*Study text*
== == ==

Calcutta High Court allows Gangasagar Mela, doctors fear COVID crisis will worsen in Bengal and across States

Published : January 07, 2022 20:43 IST

Pilgrims going to the Gangasagar Mela wait to take the COVID-19 test near a transit camp, in Kolkata on January 7. Photo: Swapan Mahapatra/PTI

The Joint Platform of Doctors had appealed to Chief Minister Mamata Banerjee to stop the Gangasagar Mela, stating that the political rallies and campaigns for the Kolkata Municipal Corporation elections and Christmas and New Year celebrations had already resulted in a grim situation.

With the Calcutta High Court allowing the West Bengal government to hold the Gangasagar Mela, doctors in the State fear that the COVID crisis will not only worsen but also spread to other parts of the country from where the pilgrims will be coming. Lakhs of people are expected to attend the Mela in South 24 Parganas between January 8 and January 16. While allowing the mega religious event to take place in midst of a raging pandemic, the High Court laid down several conditions that have to be observed and ordered that a three-member committee to be formed to "keep vigil".

Speaking to Frontline, Dr Punyabrata Gun, Convener of the Joint Platform of Doctors, said, "We saw the kind of spread of infection that took place because of the celebrations on December 24 and January 31. We are looking at an even bigger spread after the Gangasagar Mela. But this time the spread will not be restricted to our State alone; people from different States come to Gangasagar, and if they get infected here, they will take it back to their own States. Our State will be held responsible for further spreading the infection all over the country." Earlier, the government had relaxed the night curfew in the last week of December, resulting in unrestrained crowding and merriment in the streets, which led to a sharp spike in the number of COVID cases. On December 24, the number of new cases stood at 550, which increased to 4,512 on January 1.

The Joint Platform of Doctors had appealed to Chief Minister Mamata Banerjee through an email to stop the Gangasagar Mela, stating that the political rallies and campaigns for the Kolkata Municipal Corporation elections and allowing Christmas and New Year celebrations to take place had already resulted in a grim situation. "In this scenario, one does not need experts to realise that if the Gangasagar Mela takes place, the situation will become terrible…. We know from past experience how such events lead to the spread of the infection. If this Mela is supported at the government level, then this government alone will have to bear the blame and shame for spreading the infection across the country," the letter stated.

A Public Interest Litigation was also filed in the Calcutta High Court by a certain Dr Avinandan Mondal, seeking cancellation of the Mela. On January 5, the court had directed, "Having regard to the severity of spreading of COVID virus, we expect that the State will seriously consider the plea to ban the Mela this year…"

== == ==

(Stored records)

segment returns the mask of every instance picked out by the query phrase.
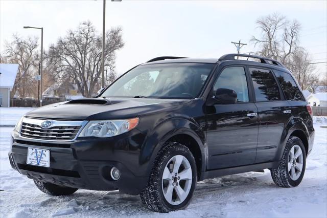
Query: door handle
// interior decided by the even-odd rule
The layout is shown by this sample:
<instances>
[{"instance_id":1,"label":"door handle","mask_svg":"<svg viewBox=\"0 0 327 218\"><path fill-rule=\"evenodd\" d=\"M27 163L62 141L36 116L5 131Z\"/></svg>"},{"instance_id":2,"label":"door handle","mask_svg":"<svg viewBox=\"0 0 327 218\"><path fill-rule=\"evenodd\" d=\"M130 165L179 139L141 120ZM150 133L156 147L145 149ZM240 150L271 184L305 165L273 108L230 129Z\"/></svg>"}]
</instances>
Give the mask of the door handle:
<instances>
[{"instance_id":1,"label":"door handle","mask_svg":"<svg viewBox=\"0 0 327 218\"><path fill-rule=\"evenodd\" d=\"M258 114L256 113L251 113L250 114L247 114L246 116L248 117L255 117L256 116L258 116Z\"/></svg>"}]
</instances>

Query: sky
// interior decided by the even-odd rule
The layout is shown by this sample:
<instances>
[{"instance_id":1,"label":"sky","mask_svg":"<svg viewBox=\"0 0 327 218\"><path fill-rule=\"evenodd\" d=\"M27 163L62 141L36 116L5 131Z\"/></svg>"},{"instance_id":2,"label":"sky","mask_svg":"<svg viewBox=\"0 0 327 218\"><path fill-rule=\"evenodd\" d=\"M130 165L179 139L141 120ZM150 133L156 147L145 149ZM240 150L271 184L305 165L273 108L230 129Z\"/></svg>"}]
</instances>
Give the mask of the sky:
<instances>
[{"instance_id":1,"label":"sky","mask_svg":"<svg viewBox=\"0 0 327 218\"><path fill-rule=\"evenodd\" d=\"M42 27L47 50L69 29L90 20L102 34L101 0L0 0L0 51L13 33L40 36L24 26ZM230 43L248 43L241 53L257 48L249 40L260 35L258 17L277 12L302 25L300 45L313 62L327 61L327 1L132 1L106 2L106 29L123 29L124 47L116 53L120 75L138 64L161 56L219 58L236 53ZM39 31L38 32L38 31ZM317 73L327 74L327 64L316 64Z\"/></svg>"}]
</instances>

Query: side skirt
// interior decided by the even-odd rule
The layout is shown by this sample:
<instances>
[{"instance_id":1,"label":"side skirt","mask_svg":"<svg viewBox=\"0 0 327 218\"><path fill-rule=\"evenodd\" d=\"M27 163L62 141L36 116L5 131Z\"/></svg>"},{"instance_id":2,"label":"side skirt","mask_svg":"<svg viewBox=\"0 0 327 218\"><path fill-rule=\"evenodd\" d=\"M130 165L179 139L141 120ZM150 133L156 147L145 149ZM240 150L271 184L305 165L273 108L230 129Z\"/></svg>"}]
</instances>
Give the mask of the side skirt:
<instances>
[{"instance_id":1,"label":"side skirt","mask_svg":"<svg viewBox=\"0 0 327 218\"><path fill-rule=\"evenodd\" d=\"M215 169L206 171L201 173L199 181L206 179L214 178L224 176L231 175L232 174L241 173L250 171L262 171L264 169L270 169L278 167L279 161L262 163L259 164L247 165L245 166L237 166L231 168L224 168L223 169Z\"/></svg>"}]
</instances>

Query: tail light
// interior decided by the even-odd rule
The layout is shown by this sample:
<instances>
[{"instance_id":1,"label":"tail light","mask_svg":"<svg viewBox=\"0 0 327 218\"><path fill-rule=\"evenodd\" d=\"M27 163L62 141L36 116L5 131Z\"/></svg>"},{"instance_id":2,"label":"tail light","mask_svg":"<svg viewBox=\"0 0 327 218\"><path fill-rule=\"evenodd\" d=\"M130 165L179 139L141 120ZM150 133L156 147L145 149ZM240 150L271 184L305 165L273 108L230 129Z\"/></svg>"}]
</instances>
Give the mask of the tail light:
<instances>
[{"instance_id":1,"label":"tail light","mask_svg":"<svg viewBox=\"0 0 327 218\"><path fill-rule=\"evenodd\" d=\"M310 114L311 116L312 116L313 113L312 113L312 107L311 107L311 105L310 104L307 104L307 110L308 112Z\"/></svg>"}]
</instances>

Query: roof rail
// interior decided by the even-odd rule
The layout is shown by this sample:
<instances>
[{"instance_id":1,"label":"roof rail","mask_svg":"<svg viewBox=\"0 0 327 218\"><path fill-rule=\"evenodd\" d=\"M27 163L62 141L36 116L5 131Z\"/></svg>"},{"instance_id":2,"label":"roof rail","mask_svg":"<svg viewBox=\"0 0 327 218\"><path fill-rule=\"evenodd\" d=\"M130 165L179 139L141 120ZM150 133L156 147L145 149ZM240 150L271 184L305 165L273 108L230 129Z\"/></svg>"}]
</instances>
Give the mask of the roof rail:
<instances>
[{"instance_id":1,"label":"roof rail","mask_svg":"<svg viewBox=\"0 0 327 218\"><path fill-rule=\"evenodd\" d=\"M248 58L251 57L253 58L257 58L260 59L260 62L263 63L267 63L268 64L276 65L277 66L281 67L282 68L286 68L280 62L274 60L273 59L268 58L267 57L261 57L257 55L251 55L244 54L227 54L224 55L220 57L219 60L235 60L235 57L247 57Z\"/></svg>"},{"instance_id":2,"label":"roof rail","mask_svg":"<svg viewBox=\"0 0 327 218\"><path fill-rule=\"evenodd\" d=\"M154 58L152 58L151 60L147 61L147 63L149 63L150 62L156 61L158 60L165 60L166 59L179 59L179 58L189 58L185 57L174 57L171 56L163 56L161 57L155 57Z\"/></svg>"}]
</instances>

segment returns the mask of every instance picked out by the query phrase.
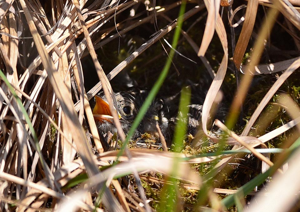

== == ==

*Tasks and exercises*
#1 Name every person mentioned in the Gangasagar Mela article.
#2 Write the next part of the Gangasagar Mela article, picking up after its final sentence.

*Outputs for the tasks*
#1 Mamata Banerjee, Punyabrata Gun, Avinandan Mondal, Swapan Mahapatra

#2
On January 7, A Bench comprising Chief Justice Prakash Shrivastava and Justice Kesang Doma Bhutia, allowed the Mela to take place, but imposed certain conditions. Referring to the government’s order that not more than 50 persons at a time shall be allowed for any social, religious and cultural gatherings, the court directed the Home Secretary to ensure that the restriction, issued by the State were duly implemented without any lapse in Gangasagar Island during the Mela period. It directed that a three member committee be set up, comprising the Leader of Opposition in the State or his representative, the chairman of the West Bengal Human Rights Commission or his representative, and a representative of the State "which will keep vigil in respect of compliance of the above directions". "In case if any shortcoming in compliance is noticed, then the Committee will make a recommendation to the State without any delay to ban entry in the island, on which the competent Authority of the State will take immediate action. Secretary of the West Bengal Human Rights Commission will coordinate between the members of the committee," the court said. The judges also pointed out that it was the responsibility of the State "to make the general public aware by various means of publication and announcements about the adverse consequence of visiting a small island in large numbers".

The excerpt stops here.